▸ **Goal**:
Reproduce each of the lines word for word.

▸ **Records to use**:

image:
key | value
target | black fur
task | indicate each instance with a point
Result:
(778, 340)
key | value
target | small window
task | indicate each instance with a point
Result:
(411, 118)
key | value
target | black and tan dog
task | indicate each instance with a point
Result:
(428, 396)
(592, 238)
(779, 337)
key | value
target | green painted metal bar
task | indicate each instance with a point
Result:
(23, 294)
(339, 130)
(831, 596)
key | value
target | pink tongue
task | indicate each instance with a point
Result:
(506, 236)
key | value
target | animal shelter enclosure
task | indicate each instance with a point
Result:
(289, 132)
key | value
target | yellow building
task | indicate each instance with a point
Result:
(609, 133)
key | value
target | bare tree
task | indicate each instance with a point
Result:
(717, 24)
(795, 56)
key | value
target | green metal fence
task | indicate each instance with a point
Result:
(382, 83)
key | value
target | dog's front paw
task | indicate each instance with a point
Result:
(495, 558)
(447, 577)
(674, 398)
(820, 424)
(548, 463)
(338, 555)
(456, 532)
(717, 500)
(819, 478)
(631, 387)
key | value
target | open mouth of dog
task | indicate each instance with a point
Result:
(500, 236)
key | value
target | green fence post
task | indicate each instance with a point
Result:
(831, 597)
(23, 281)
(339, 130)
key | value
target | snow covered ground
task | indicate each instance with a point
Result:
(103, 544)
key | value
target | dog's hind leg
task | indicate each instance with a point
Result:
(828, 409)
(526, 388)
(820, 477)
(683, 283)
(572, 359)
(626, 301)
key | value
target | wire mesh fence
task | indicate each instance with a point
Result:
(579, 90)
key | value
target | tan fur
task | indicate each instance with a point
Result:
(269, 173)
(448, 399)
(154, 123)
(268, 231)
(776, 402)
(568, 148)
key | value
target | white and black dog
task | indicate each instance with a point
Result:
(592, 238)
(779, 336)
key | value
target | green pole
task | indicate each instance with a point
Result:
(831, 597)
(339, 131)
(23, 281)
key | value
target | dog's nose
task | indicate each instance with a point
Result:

▸ **Right answer**:
image:
key | value
target | black fur
task | indicate each instance with a point
Result:
(778, 340)
key | value
target | small window
task | indicate each instance with a point
Result:
(411, 118)
key | value
target | black and tan dog
task | indicate each instance with a point
Result:
(428, 396)
(592, 238)
(779, 337)
key | value
target | green painted metal bar
task | indicate each instance with a point
Result:
(23, 294)
(339, 130)
(831, 596)
key | value
target | pink tongue
task | indicate each instance with a point
Result:
(506, 236)
key | value
target | animal shelter enclosure
task | indicate each instance with a point
Result:
(289, 132)
key | value
target | yellow building
task | indicate each instance with a point
Result:
(609, 133)
key | value
target | bare tree
task | indicate each instance with a point
Result:
(717, 24)
(795, 56)
key | value
target | green metal fence
task | indicate each instance with a point
Result:
(382, 83)
key | value
target | dog's front paw
task | indicate each instance with a point
Result:
(495, 558)
(447, 577)
(674, 398)
(820, 424)
(548, 463)
(338, 555)
(456, 532)
(717, 500)
(819, 478)
(631, 387)
key | value
target | open mouth of dog
task | indicate each instance with a point
Result:
(500, 236)
key | value
target | green fence post
task | indicate each instance with a point
Result:
(831, 597)
(23, 281)
(339, 130)
key | value
target | snow covered ground
task | indicate each instance with a point
Result:
(103, 544)
key | value
target | dog's hind leg
task | indicate each instance with a point
Result:
(828, 409)
(526, 388)
(820, 477)
(683, 283)
(572, 359)
(626, 301)
key | value
target | wire mesh fence
task | indicate each instance with a point
Result:
(579, 90)
key | value
target | tan fur
task | indicate each instance with a point
Result:
(269, 173)
(448, 399)
(154, 123)
(268, 231)
(776, 402)
(568, 148)
key | value
target | white and black dog
task | indicate each instance with a point
Result:
(592, 238)
(779, 336)
key | value
target | green pole
task | indicate each instance with a point
Result:
(831, 597)
(339, 131)
(23, 281)
key | value
target | dog's nose
task | indicate each instance with a point
Result:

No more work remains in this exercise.